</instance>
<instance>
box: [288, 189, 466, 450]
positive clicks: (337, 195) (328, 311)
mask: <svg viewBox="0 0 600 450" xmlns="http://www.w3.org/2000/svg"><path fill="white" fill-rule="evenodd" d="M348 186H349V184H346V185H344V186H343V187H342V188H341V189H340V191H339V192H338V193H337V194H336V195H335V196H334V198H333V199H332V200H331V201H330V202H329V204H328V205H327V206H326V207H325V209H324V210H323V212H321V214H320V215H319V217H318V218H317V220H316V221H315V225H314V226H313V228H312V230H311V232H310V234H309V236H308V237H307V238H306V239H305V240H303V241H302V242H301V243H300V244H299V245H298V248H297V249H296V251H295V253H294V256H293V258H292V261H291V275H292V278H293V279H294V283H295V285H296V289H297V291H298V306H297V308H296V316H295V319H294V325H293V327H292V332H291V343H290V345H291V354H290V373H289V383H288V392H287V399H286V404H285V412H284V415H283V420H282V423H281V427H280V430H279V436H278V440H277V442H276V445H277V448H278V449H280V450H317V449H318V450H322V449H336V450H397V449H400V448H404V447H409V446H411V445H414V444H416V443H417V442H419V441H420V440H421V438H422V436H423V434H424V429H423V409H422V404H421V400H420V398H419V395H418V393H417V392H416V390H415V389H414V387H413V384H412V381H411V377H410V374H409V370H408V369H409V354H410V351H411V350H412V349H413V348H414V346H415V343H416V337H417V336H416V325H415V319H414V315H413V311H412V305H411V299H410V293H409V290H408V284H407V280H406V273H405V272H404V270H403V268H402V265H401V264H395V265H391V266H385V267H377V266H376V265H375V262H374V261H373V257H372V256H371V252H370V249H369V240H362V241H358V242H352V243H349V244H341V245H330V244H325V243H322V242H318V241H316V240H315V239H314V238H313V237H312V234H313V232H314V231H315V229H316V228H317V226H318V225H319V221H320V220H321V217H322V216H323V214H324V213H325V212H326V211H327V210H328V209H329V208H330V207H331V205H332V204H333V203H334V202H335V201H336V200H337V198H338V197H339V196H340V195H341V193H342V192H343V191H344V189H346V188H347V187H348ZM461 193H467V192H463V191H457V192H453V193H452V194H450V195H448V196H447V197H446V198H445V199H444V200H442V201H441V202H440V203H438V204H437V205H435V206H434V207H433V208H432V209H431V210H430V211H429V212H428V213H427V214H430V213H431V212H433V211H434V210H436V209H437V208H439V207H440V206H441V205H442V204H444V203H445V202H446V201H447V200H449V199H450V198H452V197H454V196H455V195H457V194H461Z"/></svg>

* * * *

EXERCISE PROMPT: Copy exactly the line that contains "box: [288, 189, 466, 450]" and every line after it, up to and including the last line of the records.

REPLY:
box: [288, 189, 466, 450]
positive clicks: (337, 195) (328, 311)
mask: <svg viewBox="0 0 600 450" xmlns="http://www.w3.org/2000/svg"><path fill="white" fill-rule="evenodd" d="M348 186H349V184H346V185H344V186H343V187H342V188H341V189H340V191H339V192H338V193H337V194H336V195H335V196H334V198H333V199H332V200H331V201H330V202H329V204H328V205H327V206H326V207H325V209H324V210H323V212H321V214H320V215H319V217H318V218H317V220H316V221H315V225H314V226H313V228H312V230H311V232H310V234H309V236H308V237H307V238H306V239H305V240H303V241H302V242H301V243H300V244H299V245H298V248H297V249H296V251H295V253H294V256H293V258H292V261H291V275H292V278H293V279H294V283H295V285H296V289H297V291H298V306H297V308H296V316H295V319H294V325H293V327H292V332H291V343H290V345H291V354H290V373H289V383H288V392H287V399H286V404H285V412H284V415H283V420H282V423H281V427H280V430H279V436H278V440H277V442H276V445H277V448H278V449H280V450H317V449H318V450H322V449H336V450H397V449H400V448H404V447H409V446H411V445H414V444H416V443H417V442H419V441H420V440H421V438H422V436H423V434H424V429H423V409H422V404H421V400H420V398H419V395H418V393H417V392H416V390H415V389H414V387H413V384H412V381H411V377H410V374H409V370H408V369H409V354H410V351H411V350H412V349H413V348H414V346H415V343H416V337H417V336H416V325H415V319H414V315H413V311H412V305H411V299H410V293H409V290H408V284H407V280H406V273H405V272H404V270H403V268H402V265H401V264H395V265H391V266H385V267H377V266H376V265H375V262H374V261H373V257H372V256H371V252H370V249H369V240H362V241H358V242H352V243H349V244H341V245H330V244H325V243H322V242H318V241H316V240H315V239H314V238H313V237H312V234H313V232H314V231H315V229H316V228H317V226H318V225H319V221H320V220H321V217H322V216H323V214H324V213H325V212H326V211H327V210H328V209H329V208H330V207H331V205H332V204H333V203H334V202H335V201H336V200H337V198H338V197H339V196H340V195H341V193H342V192H343V191H344V189H346V188H347V187H348ZM461 193H467V192H463V191H457V192H453V193H452V194H450V195H448V196H447V197H446V198H445V199H444V200H442V201H441V202H440V203H438V204H437V205H435V206H434V207H433V208H432V209H431V210H430V211H429V212H428V213H427V214H430V213H431V212H433V211H434V210H436V209H437V208H439V207H440V206H441V205H442V204H444V203H445V202H446V201H447V200H449V199H450V198H452V197H454V196H455V195H457V194H461Z"/></svg>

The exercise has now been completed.